> The problem
Pick out and copy every line in the entries below that contains the string "target". Treat uppercase and lowercase letters as different.

--- Data for this exercise ---

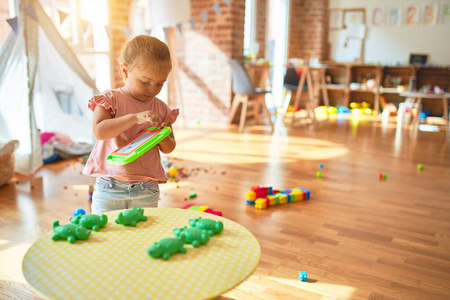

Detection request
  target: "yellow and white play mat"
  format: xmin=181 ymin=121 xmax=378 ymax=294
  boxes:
xmin=22 ymin=208 xmax=261 ymax=300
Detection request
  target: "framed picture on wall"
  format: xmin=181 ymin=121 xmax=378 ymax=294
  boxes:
xmin=343 ymin=8 xmax=366 ymax=29
xmin=328 ymin=9 xmax=344 ymax=30
xmin=409 ymin=53 xmax=428 ymax=65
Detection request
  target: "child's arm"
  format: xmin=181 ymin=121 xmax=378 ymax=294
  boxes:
xmin=93 ymin=105 xmax=161 ymax=140
xmin=158 ymin=131 xmax=177 ymax=154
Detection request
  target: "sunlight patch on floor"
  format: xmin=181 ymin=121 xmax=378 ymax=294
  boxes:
xmin=171 ymin=131 xmax=348 ymax=164
xmin=0 ymin=240 xmax=31 ymax=283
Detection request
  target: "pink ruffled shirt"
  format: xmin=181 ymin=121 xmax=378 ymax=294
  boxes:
xmin=83 ymin=89 xmax=178 ymax=183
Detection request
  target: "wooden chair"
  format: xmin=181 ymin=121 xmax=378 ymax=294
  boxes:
xmin=228 ymin=59 xmax=274 ymax=132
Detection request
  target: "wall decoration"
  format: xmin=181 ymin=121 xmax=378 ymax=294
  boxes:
xmin=405 ymin=5 xmax=420 ymax=25
xmin=372 ymin=7 xmax=385 ymax=26
xmin=440 ymin=5 xmax=450 ymax=24
xmin=328 ymin=9 xmax=344 ymax=30
xmin=423 ymin=4 xmax=439 ymax=25
xmin=389 ymin=7 xmax=402 ymax=26
xmin=344 ymin=8 xmax=366 ymax=29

---

> Exercise result
  target: "yellow and white play mat"
  target: "framed picture on wall"
  target: "child's arm"
  target: "sunlight patch on floor"
  target: "pink ruffled shirt"
  target: "wooden chair"
  target: "wall decoration"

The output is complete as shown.